Mardi 22 Avril 1856 St. Jacques
Mon cher père et ma chère mère,
A vous d’abord j’écris, ensuite à louis, à Pauline et à ma grand’mère et à tous les parents qui ne m’ont point oublié et m’ont conservé une petite place dans leur coeur. Je vous dis ceci, parce que je pense que cette lettre sera lue en famille et dans la vieille maison paternelle.
A tous ceux qui ont étee bons pour moi, j’ai gardé mon amitié.
A tous ceux qui ont cru devoir blâmer ma conduite politique, j’ai gardé l’indifférence.
A tous ceux qu’une hostilité mal entendue a fait mes ennemis, j’ai gardé le pardon, puis l’oubli.
De loin, partout, dans la misère comme dans la prospérité, j’ai toujours pensé à ma famille, à ma patrie. Je n’ai souvent dû vivre que parce que j’avais le vague espoir de me retrouver un jour au milieu des miens, serrant la main d’un père, d’une mère, d’une soeur, d’un frère et d’un ami.
Pour jouir de ce bonheur, j’aurais attendu longtemps, espéré longtemps, prié longtemps ; mais je n’ aurais jamais voulu rentrer en France au prix d’une faiblesse ; et tel j’étais en quittant la France, tel je suis maintenant, tel je serai toujours, tel je mourrai.
Mon exil était donc subordonné à des évènements peut être lointains, peut être impossibles. Mon exil était amer parce que j’étais seul, sans amitié, sans cnsolation et sans famille.
Alors j’ai trouvé une jeune fille, bonne et simple, d’une famille honorable pareille à la nôtre, estimée de tous. Je l’ai aimée, je l’ai épousée, pensant que mon travail pourrait nous assurer une existence médiocre et douxe.
Je suis donc marié depuis un mois. J’ai fait comme Louis et je n’ai pas à m’en repentir.
Ma gemme m’aime et nous vivons en paix.
Ne croyez pas au moins que ma nouvelle famille me fera oublier l’ancienne.
Non, je me sens assez de force et de jeunesse dans le coeur pour aimer les deux et pour pouvoir, autant qu’il sera possible, les réunir un jour en une seule.
C’est vous dire que je n’ai point perdu l’espoir de retourner en France, d’y vivre et d’y mourir.
Un mois avant mon mariage, j’ai écrit à mon vieux papa, lui annonçant la détermination que j’avais prise. Cette lettre, comme bien d’autres, a été sans doute perdue, puisque je n’ai point reçu de reeponse et que mon frère m’écrit une lettre dâté de Nanteuil dans laquelle il se plaint de mon silence.
J’ai aussi écrit à mon oncle Baptiste Clément que j’aime beaucoup ainsi que ma tante, malgré l’espèce de froideur qui règne entre nous depuis ce qu’il appelle sans doute mes folies politiques. Ne m’oubliez pas auprès de lui.
..........
Consigne 1: Reproduisez sans rien changer les lignes de la liste, de celle qui contient « # point at: child (one per instance) » jusqu'à la fin de la liste, bornes incluses.
..........
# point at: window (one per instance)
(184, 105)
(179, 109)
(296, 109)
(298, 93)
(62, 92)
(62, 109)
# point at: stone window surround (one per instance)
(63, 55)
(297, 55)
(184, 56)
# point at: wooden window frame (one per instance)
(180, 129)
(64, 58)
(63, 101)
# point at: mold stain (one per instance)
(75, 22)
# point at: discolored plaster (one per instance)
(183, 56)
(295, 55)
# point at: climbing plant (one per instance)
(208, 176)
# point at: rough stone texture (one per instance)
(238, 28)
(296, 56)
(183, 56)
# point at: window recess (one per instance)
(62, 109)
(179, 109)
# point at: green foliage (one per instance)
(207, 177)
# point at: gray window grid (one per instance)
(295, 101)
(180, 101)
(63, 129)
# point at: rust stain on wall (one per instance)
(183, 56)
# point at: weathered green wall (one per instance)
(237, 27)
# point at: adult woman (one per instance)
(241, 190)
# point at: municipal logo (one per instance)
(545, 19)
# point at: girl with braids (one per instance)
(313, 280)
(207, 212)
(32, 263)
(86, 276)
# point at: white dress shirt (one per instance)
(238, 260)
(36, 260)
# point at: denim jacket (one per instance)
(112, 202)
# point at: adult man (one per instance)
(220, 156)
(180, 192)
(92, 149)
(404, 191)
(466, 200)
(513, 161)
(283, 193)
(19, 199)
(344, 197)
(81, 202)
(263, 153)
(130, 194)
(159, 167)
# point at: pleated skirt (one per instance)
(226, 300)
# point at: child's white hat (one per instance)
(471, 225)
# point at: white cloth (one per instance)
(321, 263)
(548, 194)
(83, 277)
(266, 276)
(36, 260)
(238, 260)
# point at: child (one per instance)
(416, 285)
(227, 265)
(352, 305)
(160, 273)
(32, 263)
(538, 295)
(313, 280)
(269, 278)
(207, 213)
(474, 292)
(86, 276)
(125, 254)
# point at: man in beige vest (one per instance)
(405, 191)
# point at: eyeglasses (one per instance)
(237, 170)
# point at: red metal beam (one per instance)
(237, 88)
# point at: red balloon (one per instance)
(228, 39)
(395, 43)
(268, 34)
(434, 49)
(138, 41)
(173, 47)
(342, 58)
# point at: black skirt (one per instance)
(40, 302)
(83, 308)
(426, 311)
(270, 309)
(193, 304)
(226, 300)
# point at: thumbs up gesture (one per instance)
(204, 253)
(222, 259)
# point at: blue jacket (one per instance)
..........
Consigne 2: Recopiez fidèlement le passage de la lettre qui commence par les mots « Je suis donc » et se termine par « de mon silence. ».

Corrigé 1:
# point at: child (one per instance)
(416, 285)
(227, 265)
(352, 305)
(160, 273)
(32, 263)
(538, 295)
(313, 280)
(269, 278)
(207, 213)
(474, 292)
(86, 276)
(125, 254)
# point at: man in beige vest (one per instance)
(405, 191)
# point at: eyeglasses (one per instance)
(237, 170)
# point at: red metal beam (one per instance)
(237, 88)
# point at: red balloon (one per instance)
(228, 39)
(395, 43)
(268, 34)
(434, 49)
(138, 41)
(173, 47)
(342, 58)
# point at: black skirt (one per instance)
(40, 302)
(83, 308)
(426, 311)
(270, 309)
(193, 304)
(226, 300)
# point at: thumbs up gesture (one per instance)
(204, 253)
(222, 259)
# point at: blue jacket (one per instance)

Corrigé 2:
Je suis donc marié depuis un mois. J’ai fait comme Louis et je n’ai pas à m’en repentir.
Ma gemme m’aime et nous vivons en paix.
Ne croyez pas au moins que ma nouvelle famille me fera oublier l’ancienne.
Non, je me sens assez de force et de jeunesse dans le coeur pour aimer les deux et pour pouvoir, autant qu’il sera possible, les réunir un jour en une seule.
C’est vous dire que je n’ai point perdu l’espoir de retourner en France, d’y vivre et d’y mourir.
Un mois avant mon mariage, j’ai écrit à mon vieux papa, lui annonçant la détermination que j’avais prise. Cette lettre, comme bien d’autres, a été sans doute perdue, puisque je n’ai point reçu de reeponse et que mon frère m’écrit une lettre dâté de Nanteuil dans laquelle il se plaint de mon silence.